■ Required work:
Copy out the rows below unchanged, beginning at the line that contains "Spot every instance of grass" and ending after the line that contains "[834,491,888,532]", both included.

■ Available data:
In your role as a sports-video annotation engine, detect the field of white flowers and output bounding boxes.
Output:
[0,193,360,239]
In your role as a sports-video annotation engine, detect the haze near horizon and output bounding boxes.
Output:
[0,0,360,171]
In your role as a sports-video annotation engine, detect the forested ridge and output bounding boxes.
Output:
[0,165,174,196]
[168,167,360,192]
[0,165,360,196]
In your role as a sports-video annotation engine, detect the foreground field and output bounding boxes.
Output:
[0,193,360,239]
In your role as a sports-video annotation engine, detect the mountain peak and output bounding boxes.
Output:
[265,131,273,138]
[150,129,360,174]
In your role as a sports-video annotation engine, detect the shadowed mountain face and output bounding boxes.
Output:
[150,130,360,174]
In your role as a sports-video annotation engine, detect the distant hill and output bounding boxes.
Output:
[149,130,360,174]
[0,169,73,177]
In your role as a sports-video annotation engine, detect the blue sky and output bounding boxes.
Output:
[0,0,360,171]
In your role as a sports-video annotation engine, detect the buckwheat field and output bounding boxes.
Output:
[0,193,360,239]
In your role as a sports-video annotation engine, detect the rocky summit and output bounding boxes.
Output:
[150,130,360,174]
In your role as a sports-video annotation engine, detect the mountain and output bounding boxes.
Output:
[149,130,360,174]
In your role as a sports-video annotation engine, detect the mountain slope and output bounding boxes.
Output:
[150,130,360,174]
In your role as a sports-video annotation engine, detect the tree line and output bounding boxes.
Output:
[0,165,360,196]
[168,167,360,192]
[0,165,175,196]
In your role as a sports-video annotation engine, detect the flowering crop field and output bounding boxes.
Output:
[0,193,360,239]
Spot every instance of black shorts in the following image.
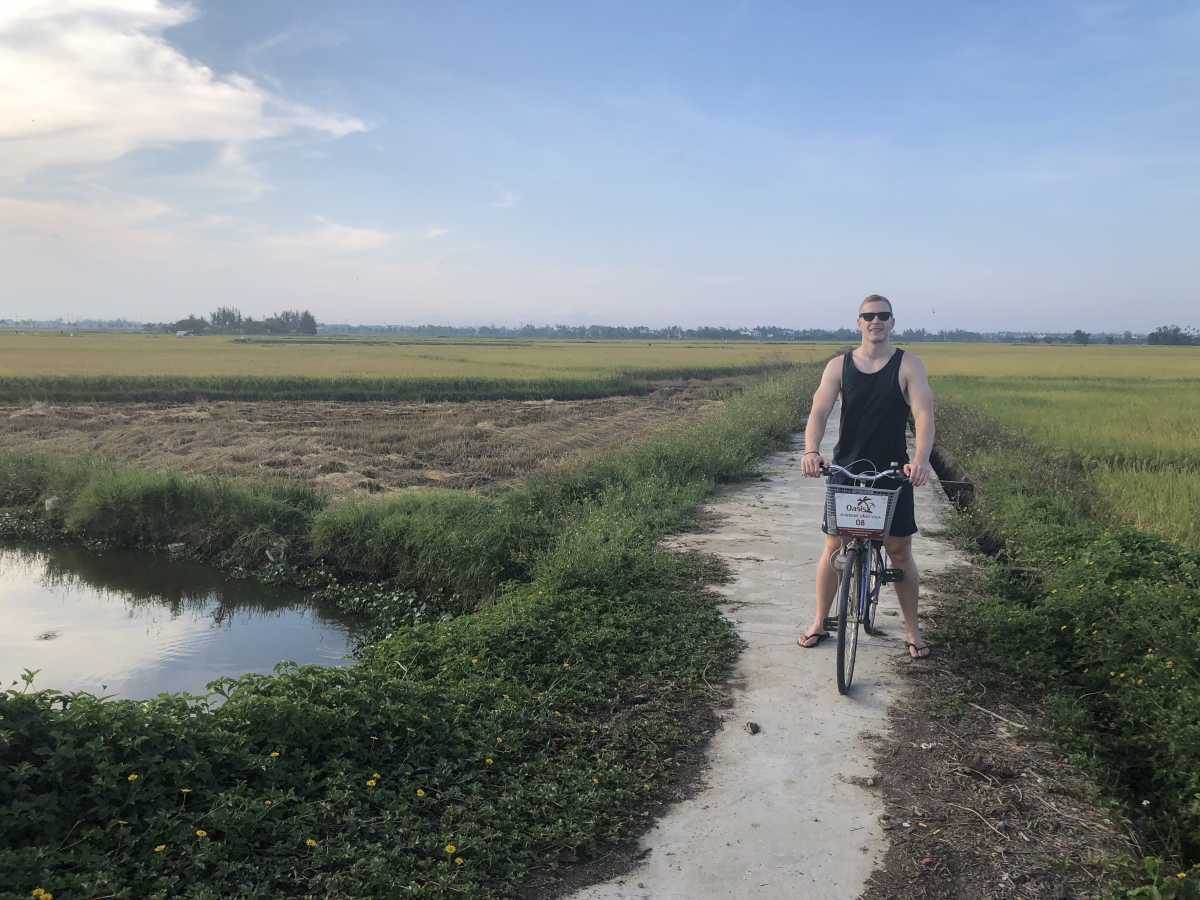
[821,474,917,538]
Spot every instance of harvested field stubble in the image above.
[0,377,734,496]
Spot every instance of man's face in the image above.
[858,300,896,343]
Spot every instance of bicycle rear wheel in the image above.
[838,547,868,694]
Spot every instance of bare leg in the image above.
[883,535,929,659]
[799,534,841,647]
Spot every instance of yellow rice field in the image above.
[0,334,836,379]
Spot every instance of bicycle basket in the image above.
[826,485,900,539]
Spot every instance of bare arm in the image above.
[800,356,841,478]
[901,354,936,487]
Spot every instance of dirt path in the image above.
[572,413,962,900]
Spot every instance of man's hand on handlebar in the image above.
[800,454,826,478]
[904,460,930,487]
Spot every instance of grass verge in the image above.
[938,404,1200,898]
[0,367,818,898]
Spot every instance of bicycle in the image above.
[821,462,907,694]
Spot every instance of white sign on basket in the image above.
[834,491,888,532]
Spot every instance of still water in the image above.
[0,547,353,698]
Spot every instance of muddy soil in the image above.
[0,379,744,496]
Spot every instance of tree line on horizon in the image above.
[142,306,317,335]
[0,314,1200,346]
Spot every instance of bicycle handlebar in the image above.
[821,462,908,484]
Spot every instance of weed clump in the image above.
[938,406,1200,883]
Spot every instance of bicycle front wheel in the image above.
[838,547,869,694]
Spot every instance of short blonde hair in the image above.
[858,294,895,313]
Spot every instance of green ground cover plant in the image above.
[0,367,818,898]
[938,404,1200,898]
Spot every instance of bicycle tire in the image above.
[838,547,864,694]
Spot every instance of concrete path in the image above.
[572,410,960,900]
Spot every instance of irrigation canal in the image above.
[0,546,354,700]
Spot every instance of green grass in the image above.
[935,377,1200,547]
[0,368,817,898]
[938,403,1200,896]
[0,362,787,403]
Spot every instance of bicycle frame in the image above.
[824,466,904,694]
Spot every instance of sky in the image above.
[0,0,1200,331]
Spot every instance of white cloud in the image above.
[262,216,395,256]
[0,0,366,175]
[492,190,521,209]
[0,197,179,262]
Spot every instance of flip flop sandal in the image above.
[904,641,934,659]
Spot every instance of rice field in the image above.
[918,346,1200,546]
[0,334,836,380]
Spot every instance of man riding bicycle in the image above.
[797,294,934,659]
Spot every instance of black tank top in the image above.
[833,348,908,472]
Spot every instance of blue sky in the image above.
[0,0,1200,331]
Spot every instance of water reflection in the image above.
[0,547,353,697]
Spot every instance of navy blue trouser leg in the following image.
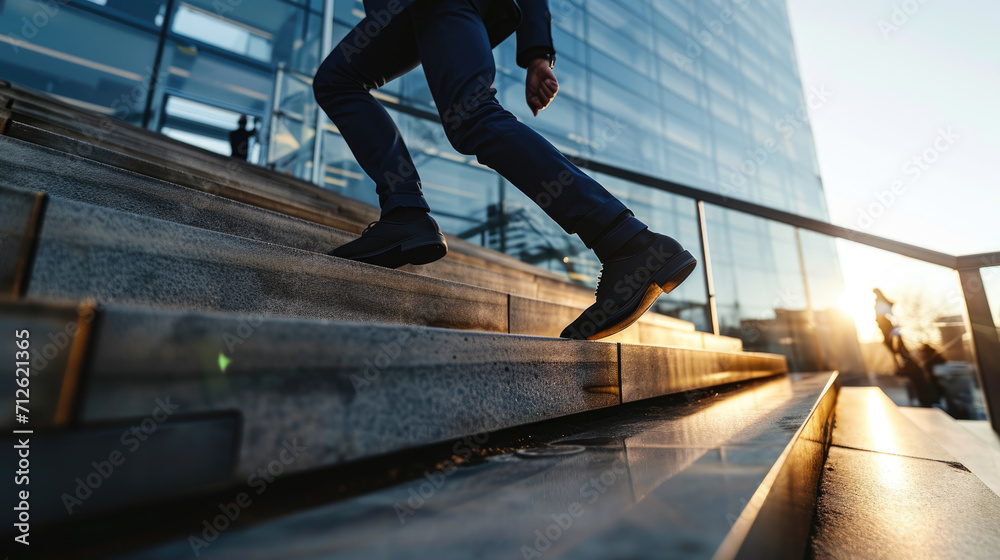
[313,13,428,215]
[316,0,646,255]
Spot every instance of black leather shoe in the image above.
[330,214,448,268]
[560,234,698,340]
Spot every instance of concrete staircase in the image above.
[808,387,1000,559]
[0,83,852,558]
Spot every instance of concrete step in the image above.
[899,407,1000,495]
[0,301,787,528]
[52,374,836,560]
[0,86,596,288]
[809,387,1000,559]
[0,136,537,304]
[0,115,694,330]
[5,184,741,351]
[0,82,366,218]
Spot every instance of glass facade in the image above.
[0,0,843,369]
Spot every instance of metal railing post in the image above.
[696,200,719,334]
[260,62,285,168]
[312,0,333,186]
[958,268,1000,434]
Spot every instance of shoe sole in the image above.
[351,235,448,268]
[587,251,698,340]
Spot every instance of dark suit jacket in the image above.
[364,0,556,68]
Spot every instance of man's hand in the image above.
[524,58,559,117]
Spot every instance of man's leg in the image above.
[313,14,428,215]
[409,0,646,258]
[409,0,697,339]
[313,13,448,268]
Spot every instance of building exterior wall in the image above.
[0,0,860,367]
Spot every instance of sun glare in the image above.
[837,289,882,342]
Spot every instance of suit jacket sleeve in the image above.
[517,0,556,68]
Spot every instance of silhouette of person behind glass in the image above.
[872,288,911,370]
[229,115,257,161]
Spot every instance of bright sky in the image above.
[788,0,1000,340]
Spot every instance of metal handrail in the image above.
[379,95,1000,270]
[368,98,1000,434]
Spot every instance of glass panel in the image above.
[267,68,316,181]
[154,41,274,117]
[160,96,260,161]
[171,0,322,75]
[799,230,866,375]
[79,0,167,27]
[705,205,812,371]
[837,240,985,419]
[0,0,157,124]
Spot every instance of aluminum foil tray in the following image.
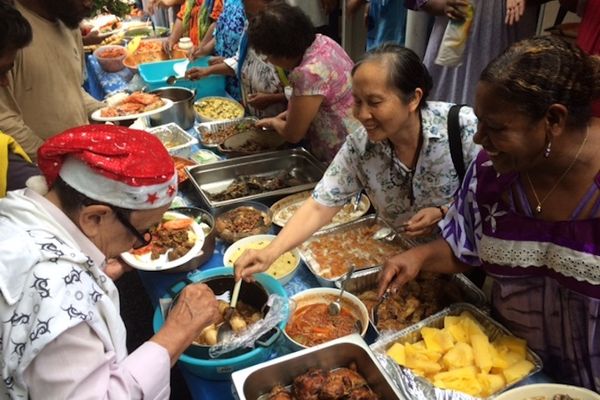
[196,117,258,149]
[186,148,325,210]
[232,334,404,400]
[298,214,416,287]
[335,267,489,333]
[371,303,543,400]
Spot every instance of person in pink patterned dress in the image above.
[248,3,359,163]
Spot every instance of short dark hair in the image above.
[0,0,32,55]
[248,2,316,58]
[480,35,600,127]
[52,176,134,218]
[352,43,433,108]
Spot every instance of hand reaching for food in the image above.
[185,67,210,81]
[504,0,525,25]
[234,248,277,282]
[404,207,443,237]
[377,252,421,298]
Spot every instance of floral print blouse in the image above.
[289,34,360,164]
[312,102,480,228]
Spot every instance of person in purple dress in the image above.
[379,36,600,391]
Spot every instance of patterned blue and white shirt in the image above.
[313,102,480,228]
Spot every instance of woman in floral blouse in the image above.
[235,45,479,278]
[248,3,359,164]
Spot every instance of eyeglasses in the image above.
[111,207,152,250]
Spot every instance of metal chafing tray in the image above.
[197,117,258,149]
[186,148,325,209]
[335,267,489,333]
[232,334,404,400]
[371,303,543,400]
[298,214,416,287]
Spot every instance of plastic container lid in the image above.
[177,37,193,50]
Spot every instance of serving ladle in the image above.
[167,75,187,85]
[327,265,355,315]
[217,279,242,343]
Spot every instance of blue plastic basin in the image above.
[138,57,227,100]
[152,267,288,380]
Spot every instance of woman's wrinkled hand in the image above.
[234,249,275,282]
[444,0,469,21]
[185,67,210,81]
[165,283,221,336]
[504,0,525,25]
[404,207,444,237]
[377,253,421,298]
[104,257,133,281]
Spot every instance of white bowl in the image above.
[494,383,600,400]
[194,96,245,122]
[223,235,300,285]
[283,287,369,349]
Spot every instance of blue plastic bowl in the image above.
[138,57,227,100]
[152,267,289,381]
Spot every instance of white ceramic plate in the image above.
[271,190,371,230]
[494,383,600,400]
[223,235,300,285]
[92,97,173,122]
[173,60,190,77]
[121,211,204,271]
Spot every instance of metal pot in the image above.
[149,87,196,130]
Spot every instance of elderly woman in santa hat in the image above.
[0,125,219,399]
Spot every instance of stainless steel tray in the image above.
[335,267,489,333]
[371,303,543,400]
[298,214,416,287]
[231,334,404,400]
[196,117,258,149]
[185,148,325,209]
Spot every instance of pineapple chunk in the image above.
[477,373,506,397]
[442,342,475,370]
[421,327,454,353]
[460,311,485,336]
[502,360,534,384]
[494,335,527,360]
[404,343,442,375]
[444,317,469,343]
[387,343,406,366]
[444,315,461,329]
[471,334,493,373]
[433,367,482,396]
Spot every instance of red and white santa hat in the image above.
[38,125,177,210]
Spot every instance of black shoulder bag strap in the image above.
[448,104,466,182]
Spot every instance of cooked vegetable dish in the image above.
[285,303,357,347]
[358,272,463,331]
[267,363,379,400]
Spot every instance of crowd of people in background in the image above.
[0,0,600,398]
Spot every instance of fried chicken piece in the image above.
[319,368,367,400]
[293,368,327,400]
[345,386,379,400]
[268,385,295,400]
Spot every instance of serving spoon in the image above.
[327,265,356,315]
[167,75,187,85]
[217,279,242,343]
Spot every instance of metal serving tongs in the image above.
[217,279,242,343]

■ Response to the exercise:
Spot every instance of grass verge in the image above.
[938,404,1200,898]
[0,367,818,898]
Spot every instance of bicycle in the image above.
[821,462,907,694]
Spot every instance of white sign on basket in the image above.
[834,491,888,532]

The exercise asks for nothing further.